Reproduce the passage on New York City admission trends from 1982 to 1992 word for word, in full.

** Text under study **

━━━━━━

You can also use the data to look at trends over time. When we look at the period 1982 to 1992 in New York City we find that things are pretty stable. The bad news is that when we looked at low income zip codes separately from high income zip codes we saw a higher rate for admissions. Some of it is environmentally related, some of it is nutritionally related, and some may be that we are measuring a long-term impact. What this suggests to us is that using the census data for New York City for this period of time there probably is some systematic undercount of low income neighborhoods.
We also looked at trends for ACS conditions. What you see in New York City for the period 1982 to 1992 is an overall increase of about 20%. And the low income neighborhoods look like they are going up faster. In 1992 the low income zip codes were about 35% higher than in 1982. For high income zip codes they're about 4% higher over the period.

━━━━━━

** Listed records **

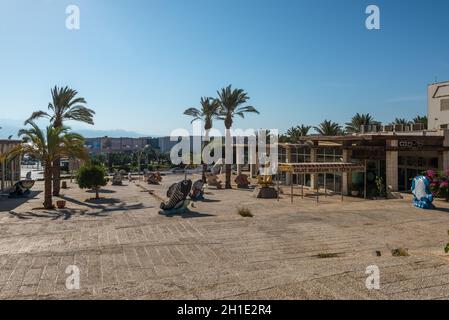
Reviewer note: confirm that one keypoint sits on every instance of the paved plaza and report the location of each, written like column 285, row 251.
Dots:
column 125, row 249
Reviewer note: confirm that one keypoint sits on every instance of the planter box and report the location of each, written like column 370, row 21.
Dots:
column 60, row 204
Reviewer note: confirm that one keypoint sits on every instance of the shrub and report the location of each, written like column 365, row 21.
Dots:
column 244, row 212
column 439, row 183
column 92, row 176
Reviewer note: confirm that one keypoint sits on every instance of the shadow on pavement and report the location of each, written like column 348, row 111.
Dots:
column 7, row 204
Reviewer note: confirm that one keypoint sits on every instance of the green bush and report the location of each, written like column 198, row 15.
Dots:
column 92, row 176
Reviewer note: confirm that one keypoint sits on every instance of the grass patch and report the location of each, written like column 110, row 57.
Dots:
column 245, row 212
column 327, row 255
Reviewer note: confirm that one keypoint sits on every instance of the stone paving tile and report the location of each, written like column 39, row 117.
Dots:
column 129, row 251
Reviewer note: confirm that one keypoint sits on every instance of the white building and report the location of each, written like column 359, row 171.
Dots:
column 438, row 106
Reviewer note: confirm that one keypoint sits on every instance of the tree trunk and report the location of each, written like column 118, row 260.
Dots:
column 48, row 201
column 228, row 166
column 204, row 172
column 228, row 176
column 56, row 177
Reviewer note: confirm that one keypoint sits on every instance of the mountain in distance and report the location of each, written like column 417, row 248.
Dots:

━━━━━━

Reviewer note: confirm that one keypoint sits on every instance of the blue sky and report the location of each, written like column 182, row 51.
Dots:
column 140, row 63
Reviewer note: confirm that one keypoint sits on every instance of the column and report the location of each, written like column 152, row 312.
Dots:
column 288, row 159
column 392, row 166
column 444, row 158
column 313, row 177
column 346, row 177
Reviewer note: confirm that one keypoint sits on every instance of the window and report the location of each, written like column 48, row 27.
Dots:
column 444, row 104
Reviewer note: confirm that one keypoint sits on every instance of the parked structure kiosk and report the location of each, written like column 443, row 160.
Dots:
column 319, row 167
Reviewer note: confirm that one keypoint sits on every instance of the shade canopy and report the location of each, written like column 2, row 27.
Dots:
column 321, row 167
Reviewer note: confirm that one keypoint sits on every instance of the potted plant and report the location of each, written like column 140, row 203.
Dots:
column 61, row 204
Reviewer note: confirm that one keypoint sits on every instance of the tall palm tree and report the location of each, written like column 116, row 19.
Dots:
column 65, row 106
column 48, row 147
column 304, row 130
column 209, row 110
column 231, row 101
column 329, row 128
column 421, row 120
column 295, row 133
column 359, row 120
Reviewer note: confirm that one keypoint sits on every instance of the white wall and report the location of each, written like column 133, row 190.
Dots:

━━━━━━

** Exercise solution **
You can also use the data to look at trends over time. When we look at the period 1982 to 1992 in New York City we find that things are pretty stable. The bad news is that when we looked at low income zip codes separately from high income zip codes we saw a higher rate for admissions. Some of it is environmentally related, some of it is nutritionally related, and some may be that we are measuring a long-term impact. What this suggests to us is that using the census data for New York City for this period of time there probably is some systematic undercount of low income neighborhoods.
We also looked at trends for ACS conditions. What you see in New York City for the period 1982 to 1992 is an overall increase of about 20%. And the low income neighborhoods look like they are going up faster. In 1992 the low income zip codes were about 35% higher than in 1982. For high income zip codes they're about 4% higher over the period.